**WHAT IS BEING ASKED**: From the first line to the last, repeat the data exactly but leave out the pictures.

═══ AVAILABLE DATA ═══

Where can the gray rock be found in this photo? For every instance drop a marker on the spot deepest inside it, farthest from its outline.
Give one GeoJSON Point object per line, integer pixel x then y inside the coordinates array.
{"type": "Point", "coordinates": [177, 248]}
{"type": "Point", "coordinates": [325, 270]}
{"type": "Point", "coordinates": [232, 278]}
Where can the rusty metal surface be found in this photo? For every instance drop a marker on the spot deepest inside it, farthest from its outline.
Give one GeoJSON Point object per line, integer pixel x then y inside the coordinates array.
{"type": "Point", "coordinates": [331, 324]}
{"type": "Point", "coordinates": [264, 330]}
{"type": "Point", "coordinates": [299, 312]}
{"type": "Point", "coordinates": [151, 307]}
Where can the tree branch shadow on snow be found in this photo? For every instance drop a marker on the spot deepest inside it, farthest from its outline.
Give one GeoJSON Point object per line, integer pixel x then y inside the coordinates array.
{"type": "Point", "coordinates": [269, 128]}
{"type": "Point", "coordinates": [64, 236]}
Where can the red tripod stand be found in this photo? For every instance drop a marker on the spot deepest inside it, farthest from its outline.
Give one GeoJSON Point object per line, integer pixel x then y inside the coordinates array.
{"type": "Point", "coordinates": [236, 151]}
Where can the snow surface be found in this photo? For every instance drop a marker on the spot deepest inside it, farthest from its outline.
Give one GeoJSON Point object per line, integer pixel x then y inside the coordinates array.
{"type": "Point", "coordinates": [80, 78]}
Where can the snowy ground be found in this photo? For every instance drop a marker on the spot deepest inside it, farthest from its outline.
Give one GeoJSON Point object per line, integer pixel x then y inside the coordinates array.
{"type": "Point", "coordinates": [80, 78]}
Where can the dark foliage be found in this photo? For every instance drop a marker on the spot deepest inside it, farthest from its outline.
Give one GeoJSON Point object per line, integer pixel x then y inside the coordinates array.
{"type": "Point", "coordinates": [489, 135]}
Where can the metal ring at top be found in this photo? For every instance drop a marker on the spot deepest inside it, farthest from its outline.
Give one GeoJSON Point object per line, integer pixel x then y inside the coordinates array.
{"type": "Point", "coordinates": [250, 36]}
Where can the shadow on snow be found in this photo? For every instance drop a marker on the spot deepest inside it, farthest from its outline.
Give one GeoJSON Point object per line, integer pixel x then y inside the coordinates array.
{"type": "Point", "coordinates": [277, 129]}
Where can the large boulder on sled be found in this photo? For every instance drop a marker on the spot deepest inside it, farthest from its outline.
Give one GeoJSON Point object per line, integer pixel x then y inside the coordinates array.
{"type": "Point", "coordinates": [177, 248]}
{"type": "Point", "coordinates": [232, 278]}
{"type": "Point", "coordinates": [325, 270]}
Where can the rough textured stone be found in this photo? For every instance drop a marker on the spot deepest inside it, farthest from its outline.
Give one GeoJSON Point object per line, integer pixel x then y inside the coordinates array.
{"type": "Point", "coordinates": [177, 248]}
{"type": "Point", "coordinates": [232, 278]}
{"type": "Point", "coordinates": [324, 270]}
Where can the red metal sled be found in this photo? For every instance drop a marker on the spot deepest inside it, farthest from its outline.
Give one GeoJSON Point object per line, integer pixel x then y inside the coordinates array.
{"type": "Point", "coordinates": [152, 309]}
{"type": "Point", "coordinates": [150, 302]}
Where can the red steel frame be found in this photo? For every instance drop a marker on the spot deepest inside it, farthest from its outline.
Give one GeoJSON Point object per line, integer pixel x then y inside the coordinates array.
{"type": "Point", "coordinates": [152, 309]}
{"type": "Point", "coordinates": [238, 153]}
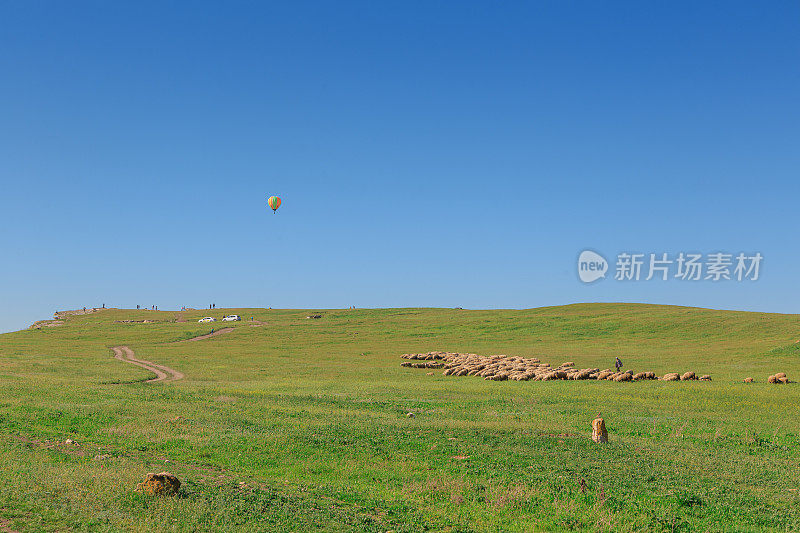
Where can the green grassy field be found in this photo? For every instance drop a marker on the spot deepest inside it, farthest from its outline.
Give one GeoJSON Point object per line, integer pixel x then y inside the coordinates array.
{"type": "Point", "coordinates": [301, 424]}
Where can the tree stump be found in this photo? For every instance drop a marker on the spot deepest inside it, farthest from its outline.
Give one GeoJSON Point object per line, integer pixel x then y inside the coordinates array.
{"type": "Point", "coordinates": [599, 433]}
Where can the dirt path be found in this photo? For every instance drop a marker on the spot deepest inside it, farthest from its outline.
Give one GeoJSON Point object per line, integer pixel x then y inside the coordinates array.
{"type": "Point", "coordinates": [163, 373]}
{"type": "Point", "coordinates": [209, 335]}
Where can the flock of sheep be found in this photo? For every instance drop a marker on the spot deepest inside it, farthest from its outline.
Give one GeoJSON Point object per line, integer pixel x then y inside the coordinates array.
{"type": "Point", "coordinates": [504, 367]}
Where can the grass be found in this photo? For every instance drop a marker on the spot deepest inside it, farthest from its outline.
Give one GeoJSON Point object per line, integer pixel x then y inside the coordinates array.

═══

**FINISHED TASK**:
Where can the gray rock be found in this photo? For every instance drop a marker on the spot deepest inside it, farthest from its outline.
Give one GeoJSON Point object per line, integer pixel x then y inside the coordinates array.
{"type": "Point", "coordinates": [177, 248]}
{"type": "Point", "coordinates": [325, 270]}
{"type": "Point", "coordinates": [232, 278]}
Where can the rusty metal surface be found in this photo? For every instance drop a marker on the spot deepest inside it, farthest from its outline.
Give one GeoJSON Point object per line, integer pixel x then y inside the coordinates array.
{"type": "Point", "coordinates": [331, 324]}
{"type": "Point", "coordinates": [264, 330]}
{"type": "Point", "coordinates": [299, 312]}
{"type": "Point", "coordinates": [151, 307]}
Where can the tree branch shadow on snow be found in this photo? For every instance drop a marker on the spot deepest inside it, farthest from its outline.
Give one GeoJSON Point object per line, integer pixel x then y inside the coordinates array.
{"type": "Point", "coordinates": [269, 128]}
{"type": "Point", "coordinates": [64, 236]}
Where can the red tripod stand be found in this photo? For every instance drop a marker on the spot deepest inside it, farthest from its outline.
Give one GeoJSON Point object per line, integer pixel x then y inside the coordinates array.
{"type": "Point", "coordinates": [236, 151]}
Where can the snow surface be found in this photo? For every instance drop a marker on the spot deepest inside it, farthest from its outline.
Give one GeoJSON Point object per line, integer pixel x then y inside the coordinates array.
{"type": "Point", "coordinates": [80, 78]}
Where can the snowy ground be found in this photo? For every instance drop a marker on the spot deepest inside it, farthest from its outline.
Give one GeoJSON Point object per line, integer pixel x then y inside the coordinates array.
{"type": "Point", "coordinates": [80, 78]}
Where can the dark foliage be found in this photo? For every instance drop a marker on the spot deepest inside it, farthest from its outline.
Give one GeoJSON Point object per line, integer pixel x then y inside the coordinates array.
{"type": "Point", "coordinates": [489, 135]}
Where can the metal ring at top be found in this photo? For every instance drop a marker on the spot deepest inside it, farthest from its outline.
Give one GeoJSON Point object per line, integer pixel x then y inside the coordinates array.
{"type": "Point", "coordinates": [250, 36]}
Where can the shadow on snow be found in this photo? For every instance drop a marker on the spot deepest inside it, farthest from its outline.
Give one GeoJSON Point object per line, integer pixel x then y inside the coordinates array.
{"type": "Point", "coordinates": [277, 129]}
Where can the large boulder on sled be found in this photo? For every instance drop a marker on the spot deepest inside it, farthest from its outline.
Give one GeoJSON Point object per line, integer pixel x then y inside the coordinates array.
{"type": "Point", "coordinates": [177, 248]}
{"type": "Point", "coordinates": [232, 278]}
{"type": "Point", "coordinates": [325, 270]}
Where can the rough textured stone be found in this photo? For every instance drop a marker on the spot deepest inside it, farthest from its outline.
Give one GeoJSON Point object per line, integer pixel x then y inside the coordinates array.
{"type": "Point", "coordinates": [177, 248]}
{"type": "Point", "coordinates": [232, 278]}
{"type": "Point", "coordinates": [324, 270]}
Where can the red metal sled be found in this photo? For every instance drop a marker on the spot deepest inside it, farthest from its outline.
Give one GeoJSON Point object per line, integer pixel x then y inside the coordinates array.
{"type": "Point", "coordinates": [152, 309]}
{"type": "Point", "coordinates": [150, 302]}
Where can the red steel frame be found in this photo? For every instance drop a marker on the spot deepest inside it, farthest from its outline.
Give one GeoJSON Point object per line, integer pixel x then y inside the coordinates array.
{"type": "Point", "coordinates": [152, 309]}
{"type": "Point", "coordinates": [238, 153]}
Where can the green grassy field be found in this photo? For every instance drop a marker on the spot deepest inside it, farthest from its outline.
Give one GeoJSON Point object per line, integer pixel x then y inside the coordinates array.
{"type": "Point", "coordinates": [301, 424]}
Where can the tree stump be found in this photo? For every instance drop a marker on the spot deepest inside it, farthest from its outline.
Give one GeoJSON Point object per line, integer pixel x then y inside the coordinates array.
{"type": "Point", "coordinates": [599, 433]}
Where can the dirt path be found in this photo? For every instance drop a marker on the spot deepest inside it, farthest from its outline.
Give one GeoJSON Point object per line, integer pixel x then y inside the coordinates array.
{"type": "Point", "coordinates": [163, 373]}
{"type": "Point", "coordinates": [209, 335]}
Where can the flock of sheep be found in this photo? For every instance drop a marker on the spot deepest inside it, farthest from its outline.
Give one GeoJSON Point object per line, integer pixel x then y inside the coordinates array.
{"type": "Point", "coordinates": [504, 367]}
Where can the grass be found in this photo? For every instance drop a marker on the spot deepest inside it, farthest from its outline.
Give one GeoJSON Point object per line, integer pixel x then y inside the coordinates array.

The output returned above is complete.